*What you should do:*
Read through the lines below for the string "kitchen" and copy each one that has it.
- - -
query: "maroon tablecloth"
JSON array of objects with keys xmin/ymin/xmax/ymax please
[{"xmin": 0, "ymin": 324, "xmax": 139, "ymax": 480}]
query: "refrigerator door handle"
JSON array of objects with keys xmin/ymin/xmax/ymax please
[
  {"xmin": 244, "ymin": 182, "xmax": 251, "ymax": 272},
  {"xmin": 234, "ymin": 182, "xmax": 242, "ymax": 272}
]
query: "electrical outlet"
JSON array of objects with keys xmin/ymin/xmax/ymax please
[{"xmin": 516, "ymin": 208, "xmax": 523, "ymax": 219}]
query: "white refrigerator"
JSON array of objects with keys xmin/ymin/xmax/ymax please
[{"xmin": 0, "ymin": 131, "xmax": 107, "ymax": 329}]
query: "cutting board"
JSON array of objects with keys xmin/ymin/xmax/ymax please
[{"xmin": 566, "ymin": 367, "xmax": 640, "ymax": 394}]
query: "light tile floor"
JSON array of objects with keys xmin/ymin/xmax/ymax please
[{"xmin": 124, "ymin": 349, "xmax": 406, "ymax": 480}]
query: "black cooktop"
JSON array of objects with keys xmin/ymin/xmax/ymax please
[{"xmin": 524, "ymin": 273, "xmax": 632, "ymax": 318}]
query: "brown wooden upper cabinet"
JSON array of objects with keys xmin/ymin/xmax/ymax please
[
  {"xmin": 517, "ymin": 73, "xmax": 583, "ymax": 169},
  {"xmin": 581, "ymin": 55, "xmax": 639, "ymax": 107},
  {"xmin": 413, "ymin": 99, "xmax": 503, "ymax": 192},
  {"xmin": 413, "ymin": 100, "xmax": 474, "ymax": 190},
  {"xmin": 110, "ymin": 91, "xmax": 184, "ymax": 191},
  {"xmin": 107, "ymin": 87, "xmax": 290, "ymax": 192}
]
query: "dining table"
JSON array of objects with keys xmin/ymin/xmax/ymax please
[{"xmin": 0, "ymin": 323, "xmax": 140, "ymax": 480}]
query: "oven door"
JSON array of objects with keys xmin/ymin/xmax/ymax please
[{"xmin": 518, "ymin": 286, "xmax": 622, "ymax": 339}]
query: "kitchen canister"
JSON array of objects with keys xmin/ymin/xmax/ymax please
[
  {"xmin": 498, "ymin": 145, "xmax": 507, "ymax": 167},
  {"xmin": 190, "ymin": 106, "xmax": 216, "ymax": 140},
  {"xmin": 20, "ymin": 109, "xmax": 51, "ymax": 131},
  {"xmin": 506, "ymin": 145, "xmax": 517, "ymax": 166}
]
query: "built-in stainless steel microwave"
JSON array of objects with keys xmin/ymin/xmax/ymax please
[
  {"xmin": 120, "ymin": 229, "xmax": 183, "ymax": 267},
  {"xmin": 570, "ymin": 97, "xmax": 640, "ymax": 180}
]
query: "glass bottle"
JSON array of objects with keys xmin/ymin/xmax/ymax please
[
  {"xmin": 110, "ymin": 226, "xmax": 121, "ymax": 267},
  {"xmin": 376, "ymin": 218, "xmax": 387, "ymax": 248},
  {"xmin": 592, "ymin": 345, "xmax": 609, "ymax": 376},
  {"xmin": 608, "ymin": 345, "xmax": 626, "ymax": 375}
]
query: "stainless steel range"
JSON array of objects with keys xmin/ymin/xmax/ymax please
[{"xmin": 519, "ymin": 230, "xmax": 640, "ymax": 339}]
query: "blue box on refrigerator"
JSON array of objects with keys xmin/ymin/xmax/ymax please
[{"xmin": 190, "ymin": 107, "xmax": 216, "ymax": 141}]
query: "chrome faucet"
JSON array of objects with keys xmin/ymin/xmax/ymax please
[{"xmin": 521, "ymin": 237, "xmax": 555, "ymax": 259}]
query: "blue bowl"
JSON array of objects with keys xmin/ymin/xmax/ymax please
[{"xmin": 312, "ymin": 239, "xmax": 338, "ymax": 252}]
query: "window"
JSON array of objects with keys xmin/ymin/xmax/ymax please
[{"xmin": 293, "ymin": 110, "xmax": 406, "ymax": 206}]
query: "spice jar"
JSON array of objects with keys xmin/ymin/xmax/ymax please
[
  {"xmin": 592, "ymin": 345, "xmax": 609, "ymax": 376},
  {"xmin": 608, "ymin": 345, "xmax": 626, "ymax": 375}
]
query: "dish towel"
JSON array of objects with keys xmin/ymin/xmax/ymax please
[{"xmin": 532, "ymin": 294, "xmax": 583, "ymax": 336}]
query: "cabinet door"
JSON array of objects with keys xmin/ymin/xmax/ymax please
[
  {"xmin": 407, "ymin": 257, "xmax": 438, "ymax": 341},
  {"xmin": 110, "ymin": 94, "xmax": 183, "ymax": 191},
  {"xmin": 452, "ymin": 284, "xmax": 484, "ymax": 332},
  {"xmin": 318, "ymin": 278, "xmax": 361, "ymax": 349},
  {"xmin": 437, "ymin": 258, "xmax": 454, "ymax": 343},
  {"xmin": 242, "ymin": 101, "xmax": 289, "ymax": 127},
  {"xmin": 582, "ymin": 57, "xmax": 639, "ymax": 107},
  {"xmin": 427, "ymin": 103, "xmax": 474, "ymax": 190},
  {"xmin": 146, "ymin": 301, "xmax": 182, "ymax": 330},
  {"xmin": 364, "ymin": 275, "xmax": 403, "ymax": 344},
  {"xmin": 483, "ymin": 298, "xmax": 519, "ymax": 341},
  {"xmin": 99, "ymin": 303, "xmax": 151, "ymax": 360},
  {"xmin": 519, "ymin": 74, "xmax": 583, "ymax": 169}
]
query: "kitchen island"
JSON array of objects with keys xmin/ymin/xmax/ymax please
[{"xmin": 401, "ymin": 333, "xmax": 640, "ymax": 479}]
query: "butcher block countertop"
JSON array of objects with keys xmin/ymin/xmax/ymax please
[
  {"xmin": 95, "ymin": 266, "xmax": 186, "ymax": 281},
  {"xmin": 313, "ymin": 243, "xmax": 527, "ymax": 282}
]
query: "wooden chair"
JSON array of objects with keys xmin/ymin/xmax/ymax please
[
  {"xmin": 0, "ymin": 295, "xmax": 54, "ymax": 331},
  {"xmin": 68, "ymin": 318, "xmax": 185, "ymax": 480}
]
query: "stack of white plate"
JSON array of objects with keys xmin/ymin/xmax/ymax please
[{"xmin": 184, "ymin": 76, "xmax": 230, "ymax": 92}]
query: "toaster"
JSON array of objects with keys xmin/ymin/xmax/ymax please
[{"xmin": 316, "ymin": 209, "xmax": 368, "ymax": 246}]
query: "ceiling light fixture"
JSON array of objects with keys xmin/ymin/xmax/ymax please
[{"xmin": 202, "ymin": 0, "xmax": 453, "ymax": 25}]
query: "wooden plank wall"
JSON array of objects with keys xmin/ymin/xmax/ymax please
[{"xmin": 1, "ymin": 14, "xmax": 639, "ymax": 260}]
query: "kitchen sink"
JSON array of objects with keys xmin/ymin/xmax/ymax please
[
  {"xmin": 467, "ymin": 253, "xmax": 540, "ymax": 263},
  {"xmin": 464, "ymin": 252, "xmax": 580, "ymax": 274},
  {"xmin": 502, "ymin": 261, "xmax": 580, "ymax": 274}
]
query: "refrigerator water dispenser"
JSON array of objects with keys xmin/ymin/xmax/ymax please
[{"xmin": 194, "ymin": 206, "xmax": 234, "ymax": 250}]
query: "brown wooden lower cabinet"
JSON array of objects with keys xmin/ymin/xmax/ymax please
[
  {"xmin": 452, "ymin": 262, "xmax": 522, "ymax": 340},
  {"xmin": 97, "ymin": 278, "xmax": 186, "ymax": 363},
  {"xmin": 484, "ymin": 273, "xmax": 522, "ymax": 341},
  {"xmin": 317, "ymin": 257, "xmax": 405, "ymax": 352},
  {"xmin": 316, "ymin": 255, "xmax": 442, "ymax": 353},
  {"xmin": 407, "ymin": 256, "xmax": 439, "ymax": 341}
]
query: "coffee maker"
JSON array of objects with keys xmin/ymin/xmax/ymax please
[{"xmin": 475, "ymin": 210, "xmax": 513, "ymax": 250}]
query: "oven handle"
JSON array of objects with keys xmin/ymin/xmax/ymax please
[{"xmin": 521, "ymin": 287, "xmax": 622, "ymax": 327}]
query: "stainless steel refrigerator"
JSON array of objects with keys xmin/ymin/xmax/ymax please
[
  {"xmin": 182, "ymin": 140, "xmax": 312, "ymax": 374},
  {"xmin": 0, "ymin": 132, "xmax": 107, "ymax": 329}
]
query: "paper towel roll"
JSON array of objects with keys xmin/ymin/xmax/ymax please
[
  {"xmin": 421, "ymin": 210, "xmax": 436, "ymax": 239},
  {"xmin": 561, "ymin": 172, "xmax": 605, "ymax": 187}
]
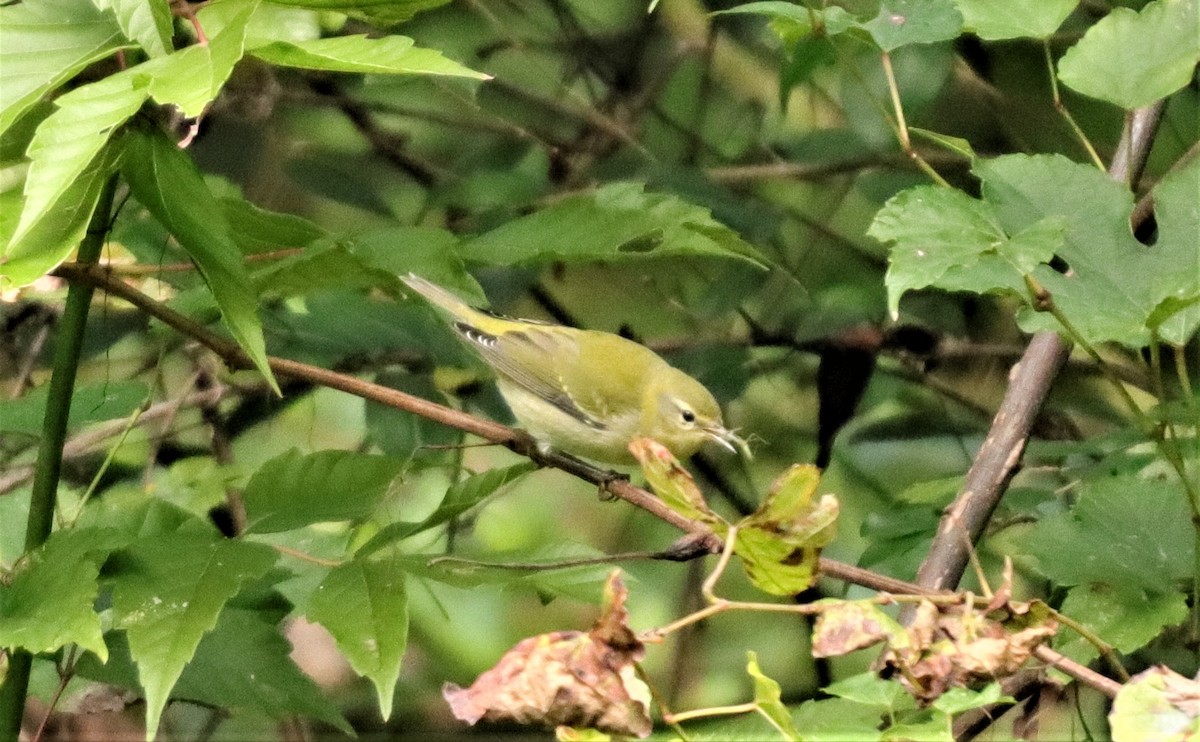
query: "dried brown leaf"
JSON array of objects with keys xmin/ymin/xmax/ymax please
[{"xmin": 443, "ymin": 571, "xmax": 652, "ymax": 738}]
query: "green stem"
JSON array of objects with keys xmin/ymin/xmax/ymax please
[
  {"xmin": 1043, "ymin": 40, "xmax": 1105, "ymax": 171},
  {"xmin": 881, "ymin": 51, "xmax": 951, "ymax": 188},
  {"xmin": 0, "ymin": 176, "xmax": 117, "ymax": 742}
]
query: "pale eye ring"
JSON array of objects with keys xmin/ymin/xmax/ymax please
[{"xmin": 680, "ymin": 409, "xmax": 696, "ymax": 424}]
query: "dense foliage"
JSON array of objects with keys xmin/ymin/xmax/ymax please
[{"xmin": 1, "ymin": 0, "xmax": 1198, "ymax": 740}]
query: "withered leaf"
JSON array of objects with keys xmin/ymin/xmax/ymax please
[
  {"xmin": 443, "ymin": 571, "xmax": 652, "ymax": 738},
  {"xmin": 629, "ymin": 438, "xmax": 723, "ymax": 527},
  {"xmin": 880, "ymin": 598, "xmax": 1058, "ymax": 705},
  {"xmin": 811, "ymin": 599, "xmax": 907, "ymax": 658}
]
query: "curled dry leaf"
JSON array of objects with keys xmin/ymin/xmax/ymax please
[
  {"xmin": 813, "ymin": 596, "xmax": 1057, "ymax": 705},
  {"xmin": 443, "ymin": 571, "xmax": 652, "ymax": 738},
  {"xmin": 628, "ymin": 437, "xmax": 723, "ymax": 526},
  {"xmin": 882, "ymin": 598, "xmax": 1058, "ymax": 704},
  {"xmin": 1109, "ymin": 665, "xmax": 1200, "ymax": 742},
  {"xmin": 811, "ymin": 600, "xmax": 907, "ymax": 658}
]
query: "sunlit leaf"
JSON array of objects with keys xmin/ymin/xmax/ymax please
[
  {"xmin": 869, "ymin": 184, "xmax": 1063, "ymax": 320},
  {"xmin": 0, "ymin": 528, "xmax": 120, "ymax": 661},
  {"xmin": 11, "ymin": 73, "xmax": 149, "ymax": 247},
  {"xmin": 93, "ymin": 0, "xmax": 173, "ymax": 57},
  {"xmin": 0, "ymin": 0, "xmax": 127, "ymax": 136},
  {"xmin": 746, "ymin": 651, "xmax": 799, "ymax": 739},
  {"xmin": 141, "ymin": 0, "xmax": 257, "ymax": 118},
  {"xmin": 1109, "ymin": 666, "xmax": 1200, "ymax": 742},
  {"xmin": 250, "ymin": 35, "xmax": 488, "ymax": 79},
  {"xmin": 629, "ymin": 438, "xmax": 723, "ymax": 526},
  {"xmin": 1, "ymin": 143, "xmax": 121, "ymax": 289}
]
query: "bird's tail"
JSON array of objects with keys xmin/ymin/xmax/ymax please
[{"xmin": 401, "ymin": 274, "xmax": 484, "ymax": 324}]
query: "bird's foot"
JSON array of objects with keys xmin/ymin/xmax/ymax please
[{"xmin": 596, "ymin": 469, "xmax": 630, "ymax": 501}]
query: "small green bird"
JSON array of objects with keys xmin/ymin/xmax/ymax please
[{"xmin": 403, "ymin": 275, "xmax": 747, "ymax": 465}]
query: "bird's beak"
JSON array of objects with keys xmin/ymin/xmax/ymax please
[{"xmin": 704, "ymin": 425, "xmax": 752, "ymax": 460}]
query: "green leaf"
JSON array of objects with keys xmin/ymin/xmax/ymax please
[
  {"xmin": 734, "ymin": 464, "xmax": 839, "ymax": 596},
  {"xmin": 979, "ymin": 153, "xmax": 1200, "ymax": 346},
  {"xmin": 242, "ymin": 448, "xmax": 407, "ymax": 533},
  {"xmin": 1023, "ymin": 473, "xmax": 1194, "ymax": 593},
  {"xmin": 250, "ymin": 35, "xmax": 488, "ymax": 79},
  {"xmin": 792, "ymin": 697, "xmax": 886, "ymax": 741},
  {"xmin": 823, "ymin": 671, "xmax": 908, "ymax": 710},
  {"xmin": 108, "ymin": 534, "xmax": 278, "ymax": 740},
  {"xmin": 0, "ymin": 0, "xmax": 128, "ymax": 136},
  {"xmin": 1147, "ymin": 156, "xmax": 1200, "ymax": 344},
  {"xmin": 120, "ymin": 126, "xmax": 277, "ymax": 391},
  {"xmin": 221, "ymin": 194, "xmax": 326, "ymax": 255},
  {"xmin": 861, "ymin": 0, "xmax": 963, "ymax": 52},
  {"xmin": 0, "ymin": 529, "xmax": 119, "ymax": 661},
  {"xmin": 357, "ymin": 461, "xmax": 537, "ymax": 557},
  {"xmin": 11, "ymin": 72, "xmax": 149, "ymax": 248},
  {"xmin": 459, "ymin": 182, "xmax": 767, "ymax": 268},
  {"xmin": 746, "ymin": 651, "xmax": 800, "ymax": 740},
  {"xmin": 1058, "ymin": 0, "xmax": 1200, "ymax": 110},
  {"xmin": 307, "ymin": 557, "xmax": 409, "ymax": 720},
  {"xmin": 883, "ymin": 714, "xmax": 953, "ymax": 741},
  {"xmin": 908, "ymin": 127, "xmax": 975, "ymax": 160},
  {"xmin": 931, "ymin": 683, "xmax": 1010, "ymax": 715},
  {"xmin": 0, "ymin": 380, "xmax": 147, "ymax": 435},
  {"xmin": 1109, "ymin": 666, "xmax": 1200, "ymax": 742},
  {"xmin": 869, "ymin": 185, "xmax": 1064, "ymax": 318},
  {"xmin": 952, "ymin": 0, "xmax": 1077, "ymax": 40},
  {"xmin": 1055, "ymin": 584, "xmax": 1188, "ymax": 668},
  {"xmin": 141, "ymin": 0, "xmax": 258, "ymax": 118},
  {"xmin": 261, "ymin": 0, "xmax": 451, "ymax": 22},
  {"xmin": 251, "ymin": 242, "xmax": 400, "ymax": 298},
  {"xmin": 363, "ymin": 371, "xmax": 464, "ymax": 456},
  {"xmin": 1, "ymin": 142, "xmax": 121, "ymax": 289},
  {"xmin": 175, "ymin": 607, "xmax": 351, "ymax": 732},
  {"xmin": 93, "ymin": 0, "xmax": 174, "ymax": 58}
]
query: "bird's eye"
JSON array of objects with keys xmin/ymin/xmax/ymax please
[{"xmin": 680, "ymin": 409, "xmax": 696, "ymax": 424}]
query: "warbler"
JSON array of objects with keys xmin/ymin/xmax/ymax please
[{"xmin": 403, "ymin": 275, "xmax": 747, "ymax": 465}]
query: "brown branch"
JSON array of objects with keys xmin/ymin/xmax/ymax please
[{"xmin": 913, "ymin": 102, "xmax": 1166, "ymax": 593}]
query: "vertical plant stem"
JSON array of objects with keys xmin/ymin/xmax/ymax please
[{"xmin": 0, "ymin": 176, "xmax": 117, "ymax": 742}]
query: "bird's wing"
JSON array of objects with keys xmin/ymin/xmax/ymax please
[{"xmin": 457, "ymin": 324, "xmax": 608, "ymax": 429}]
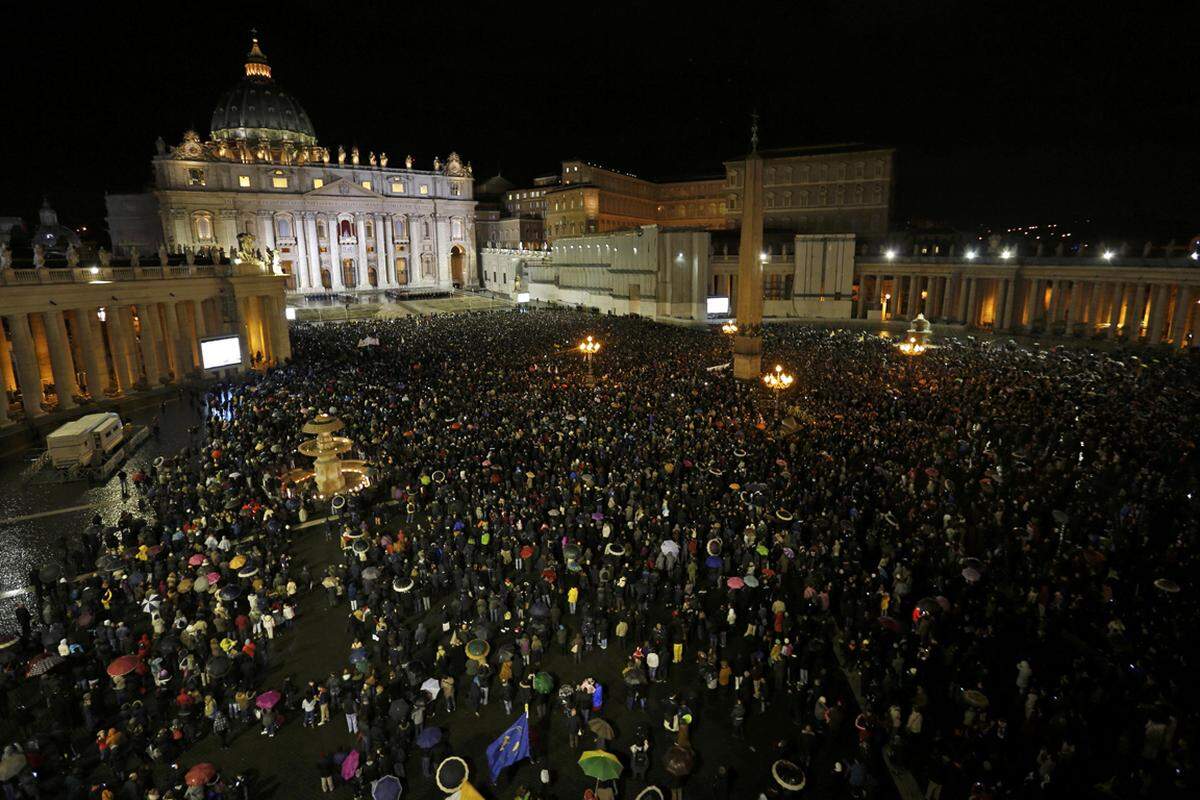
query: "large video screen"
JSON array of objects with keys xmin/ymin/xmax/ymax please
[
  {"xmin": 200, "ymin": 336, "xmax": 243, "ymax": 369},
  {"xmin": 707, "ymin": 296, "xmax": 730, "ymax": 315}
]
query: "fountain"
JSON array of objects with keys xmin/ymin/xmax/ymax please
[
  {"xmin": 898, "ymin": 313, "xmax": 932, "ymax": 355},
  {"xmin": 286, "ymin": 413, "xmax": 370, "ymax": 499}
]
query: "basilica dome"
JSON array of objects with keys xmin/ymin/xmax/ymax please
[{"xmin": 210, "ymin": 36, "xmax": 317, "ymax": 146}]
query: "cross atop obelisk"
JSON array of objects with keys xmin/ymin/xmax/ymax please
[{"xmin": 733, "ymin": 112, "xmax": 765, "ymax": 380}]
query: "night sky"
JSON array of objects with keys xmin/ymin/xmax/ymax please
[{"xmin": 4, "ymin": 2, "xmax": 1197, "ymax": 241}]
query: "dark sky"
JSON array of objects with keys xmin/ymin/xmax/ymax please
[{"xmin": 4, "ymin": 2, "xmax": 1197, "ymax": 240}]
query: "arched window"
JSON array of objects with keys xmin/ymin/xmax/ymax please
[
  {"xmin": 451, "ymin": 218, "xmax": 463, "ymax": 239},
  {"xmin": 395, "ymin": 217, "xmax": 407, "ymax": 239},
  {"xmin": 192, "ymin": 211, "xmax": 215, "ymax": 242},
  {"xmin": 339, "ymin": 219, "xmax": 353, "ymax": 239},
  {"xmin": 275, "ymin": 215, "xmax": 293, "ymax": 239}
]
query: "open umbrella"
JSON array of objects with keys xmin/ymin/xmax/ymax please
- - -
*Completed task:*
query: "kitchen canister"
query: "kitchen island"
query: "kitchen sink"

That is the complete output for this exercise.